Given instruction: List each line of the listing below that contains the word "Subject".

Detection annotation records
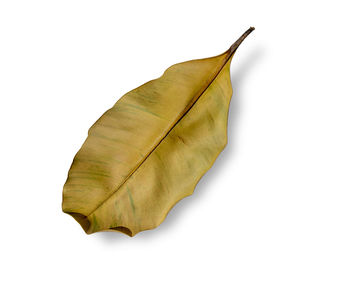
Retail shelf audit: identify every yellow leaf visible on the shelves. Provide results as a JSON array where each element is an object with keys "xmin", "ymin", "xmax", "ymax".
[{"xmin": 62, "ymin": 28, "xmax": 254, "ymax": 236}]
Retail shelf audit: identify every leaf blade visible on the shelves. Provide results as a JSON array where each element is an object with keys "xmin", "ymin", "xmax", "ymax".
[{"xmin": 62, "ymin": 27, "xmax": 251, "ymax": 235}]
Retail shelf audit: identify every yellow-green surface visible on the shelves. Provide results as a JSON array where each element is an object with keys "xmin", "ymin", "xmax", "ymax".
[{"xmin": 62, "ymin": 28, "xmax": 253, "ymax": 236}]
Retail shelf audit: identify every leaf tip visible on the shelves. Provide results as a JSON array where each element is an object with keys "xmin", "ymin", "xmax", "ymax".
[{"xmin": 229, "ymin": 26, "xmax": 255, "ymax": 56}]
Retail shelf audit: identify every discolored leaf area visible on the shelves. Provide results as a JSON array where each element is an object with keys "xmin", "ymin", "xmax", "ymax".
[{"xmin": 62, "ymin": 27, "xmax": 254, "ymax": 236}]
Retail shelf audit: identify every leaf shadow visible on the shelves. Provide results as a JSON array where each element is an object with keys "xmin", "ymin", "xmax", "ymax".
[{"xmin": 94, "ymin": 46, "xmax": 265, "ymax": 244}]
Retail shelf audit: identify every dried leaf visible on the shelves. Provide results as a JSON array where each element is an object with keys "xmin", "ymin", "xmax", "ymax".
[{"xmin": 62, "ymin": 28, "xmax": 254, "ymax": 236}]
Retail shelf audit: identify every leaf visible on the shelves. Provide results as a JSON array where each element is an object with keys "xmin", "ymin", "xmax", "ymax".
[{"xmin": 62, "ymin": 28, "xmax": 254, "ymax": 236}]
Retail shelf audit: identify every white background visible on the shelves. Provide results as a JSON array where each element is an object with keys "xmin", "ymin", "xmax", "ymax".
[{"xmin": 0, "ymin": 0, "xmax": 350, "ymax": 281}]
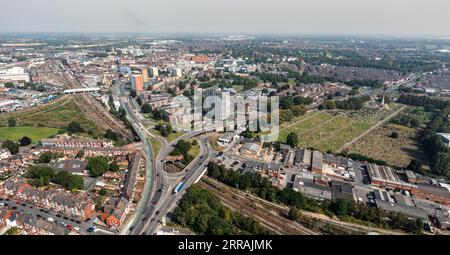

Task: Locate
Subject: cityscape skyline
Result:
[0,0,450,37]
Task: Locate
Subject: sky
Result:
[0,0,450,37]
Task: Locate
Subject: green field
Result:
[188,138,200,158]
[148,137,162,157]
[279,106,397,152]
[0,97,102,133]
[0,126,59,143]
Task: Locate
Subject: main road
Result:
[113,82,212,234]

Output of the task:
Subject: cityscape skyline
Subject: sky
Subject: green field
Subject: main road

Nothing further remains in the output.